┌──

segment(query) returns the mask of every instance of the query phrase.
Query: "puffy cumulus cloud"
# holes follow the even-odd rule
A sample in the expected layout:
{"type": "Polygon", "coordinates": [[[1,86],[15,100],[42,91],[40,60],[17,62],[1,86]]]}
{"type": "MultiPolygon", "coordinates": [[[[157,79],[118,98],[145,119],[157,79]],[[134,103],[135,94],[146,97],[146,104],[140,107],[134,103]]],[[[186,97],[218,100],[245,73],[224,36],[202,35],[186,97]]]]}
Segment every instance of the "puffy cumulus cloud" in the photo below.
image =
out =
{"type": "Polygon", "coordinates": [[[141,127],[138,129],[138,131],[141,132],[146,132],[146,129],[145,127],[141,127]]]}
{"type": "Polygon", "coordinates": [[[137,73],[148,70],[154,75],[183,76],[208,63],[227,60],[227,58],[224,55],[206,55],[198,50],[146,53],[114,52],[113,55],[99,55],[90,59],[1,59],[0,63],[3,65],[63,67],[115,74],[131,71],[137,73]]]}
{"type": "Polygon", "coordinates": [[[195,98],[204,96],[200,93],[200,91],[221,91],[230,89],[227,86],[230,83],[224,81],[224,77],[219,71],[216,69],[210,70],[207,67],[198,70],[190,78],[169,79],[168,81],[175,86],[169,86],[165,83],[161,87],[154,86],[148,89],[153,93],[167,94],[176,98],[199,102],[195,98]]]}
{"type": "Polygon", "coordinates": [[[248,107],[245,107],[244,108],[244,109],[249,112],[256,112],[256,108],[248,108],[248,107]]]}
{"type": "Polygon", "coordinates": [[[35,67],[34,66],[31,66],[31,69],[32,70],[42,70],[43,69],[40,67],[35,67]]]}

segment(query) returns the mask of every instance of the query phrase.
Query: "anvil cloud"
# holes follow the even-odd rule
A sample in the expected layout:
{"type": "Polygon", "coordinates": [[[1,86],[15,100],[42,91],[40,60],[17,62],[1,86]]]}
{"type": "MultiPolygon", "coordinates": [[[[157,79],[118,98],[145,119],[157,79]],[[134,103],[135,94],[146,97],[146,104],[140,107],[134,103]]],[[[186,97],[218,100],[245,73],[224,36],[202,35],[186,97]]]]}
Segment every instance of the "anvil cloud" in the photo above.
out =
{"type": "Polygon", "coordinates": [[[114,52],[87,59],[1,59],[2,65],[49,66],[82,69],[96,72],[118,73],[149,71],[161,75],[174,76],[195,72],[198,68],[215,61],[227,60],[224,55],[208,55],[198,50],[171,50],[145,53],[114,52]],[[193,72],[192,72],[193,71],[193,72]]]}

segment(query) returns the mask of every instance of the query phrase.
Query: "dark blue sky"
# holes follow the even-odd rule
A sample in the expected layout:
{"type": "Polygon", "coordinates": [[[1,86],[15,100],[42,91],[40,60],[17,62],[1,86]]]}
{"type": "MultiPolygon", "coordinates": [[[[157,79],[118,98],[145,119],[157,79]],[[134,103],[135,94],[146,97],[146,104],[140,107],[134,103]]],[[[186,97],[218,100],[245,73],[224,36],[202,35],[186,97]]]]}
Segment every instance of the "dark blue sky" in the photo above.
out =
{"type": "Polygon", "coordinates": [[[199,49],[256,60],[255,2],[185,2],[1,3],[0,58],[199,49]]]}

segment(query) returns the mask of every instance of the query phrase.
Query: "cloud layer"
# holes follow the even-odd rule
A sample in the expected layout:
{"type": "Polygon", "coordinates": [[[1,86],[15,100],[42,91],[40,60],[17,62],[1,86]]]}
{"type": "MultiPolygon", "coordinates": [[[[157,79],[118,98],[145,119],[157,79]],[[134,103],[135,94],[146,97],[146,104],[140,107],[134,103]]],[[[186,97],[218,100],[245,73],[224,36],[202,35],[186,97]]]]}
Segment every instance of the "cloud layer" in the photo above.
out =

└──

__Task__. Your task is to repeat every line exactly.

__Result of the exercise__.
segment(query) returns the mask of every instance of the query phrase.
Query: "puffy cumulus cloud"
# holes follow the even-odd rule
A sample in the expected layout:
{"type": "Polygon", "coordinates": [[[1,86],[15,100],[42,91],[40,60],[17,62],[1,86]]]}
{"type": "MultiPolygon", "coordinates": [[[[157,79],[118,98],[145,119],[157,79]],[[134,103],[135,94],[146,97],[146,104],[140,107],[134,103]]],[[[186,97],[218,100],[245,73],[224,36],[202,35],[186,97]]]]}
Segment every instance of the "puffy cumulus cloud" in the photo below.
image =
out =
{"type": "Polygon", "coordinates": [[[141,127],[138,129],[138,131],[141,132],[146,132],[146,129],[145,127],[141,127]]]}
{"type": "Polygon", "coordinates": [[[137,73],[148,70],[154,75],[183,76],[208,63],[227,60],[227,58],[224,55],[206,55],[198,50],[146,53],[114,52],[113,55],[99,55],[90,59],[1,59],[0,63],[3,65],[63,67],[115,74],[131,71],[137,73]]]}
{"type": "Polygon", "coordinates": [[[195,98],[204,96],[200,93],[200,91],[221,91],[230,89],[227,86],[230,83],[224,81],[224,77],[219,71],[216,69],[210,70],[207,67],[198,70],[190,78],[169,79],[168,81],[175,86],[169,86],[165,83],[161,87],[154,86],[148,89],[153,93],[167,94],[176,98],[199,102],[195,98]]]}
{"type": "Polygon", "coordinates": [[[248,107],[245,107],[244,108],[244,109],[249,112],[256,112],[256,108],[248,108],[248,107]]]}
{"type": "Polygon", "coordinates": [[[35,67],[34,66],[31,66],[31,69],[32,70],[42,70],[43,69],[40,67],[35,67]]]}

segment(query) returns the mask of every instance of the query phrase.
Query: "anvil cloud"
# holes follow the even-odd rule
A sample in the expected layout:
{"type": "Polygon", "coordinates": [[[1,86],[15,100],[42,91],[40,60],[17,62],[1,86]]]}
{"type": "MultiPolygon", "coordinates": [[[[157,79],[118,98],[145,119],[157,79]],[[134,103],[135,94],[146,97],[146,104],[140,107],[134,103]]],[[[186,97],[218,100],[245,73],[224,36],[202,35],[186,97]]]]}
Segment every instance of the "anvil cloud" in the photo above.
out =
{"type": "Polygon", "coordinates": [[[114,52],[87,59],[1,59],[2,65],[49,66],[82,69],[96,72],[118,73],[149,71],[161,75],[174,76],[195,72],[198,68],[215,61],[227,60],[224,55],[208,55],[198,50],[171,50],[145,53],[114,52]],[[193,72],[192,72],[193,71],[193,72]]]}

segment(query) returns the mask of every instance of the query phrase.
Query: "dark blue sky"
# holes follow the even-odd rule
A sample in the expected layout:
{"type": "Polygon", "coordinates": [[[1,86],[15,100],[42,91],[40,60],[17,62],[1,86]]]}
{"type": "MultiPolygon", "coordinates": [[[[157,79],[118,98],[145,119],[157,79]],[[134,103],[135,94],[146,97],[146,104],[140,107],[134,103]]],[[[186,97],[218,100],[245,73],[224,36],[202,35],[186,97]]]]}
Segment every instance of the "dark blue sky" in the photo above.
out =
{"type": "Polygon", "coordinates": [[[199,49],[256,60],[255,2],[185,2],[1,3],[0,58],[199,49]]]}

segment(query) returns the mask of every instance of the query phrase.
Query: "cloud layer"
# holes follow the even-odd rule
A sample in the expected layout:
{"type": "Polygon", "coordinates": [[[1,86],[15,100],[42,91],[40,60],[17,62],[1,86]]]}
{"type": "MultiPolygon", "coordinates": [[[[157,79],[118,98],[145,119],[157,79]],[[134,103],[135,94],[146,97],[146,104],[140,107],[134,103]]],[[[186,97],[218,100],[245,73],[224,36],[202,35],[186,97]]]]}
Segment every instance of the "cloud layer" in the photo above.
out =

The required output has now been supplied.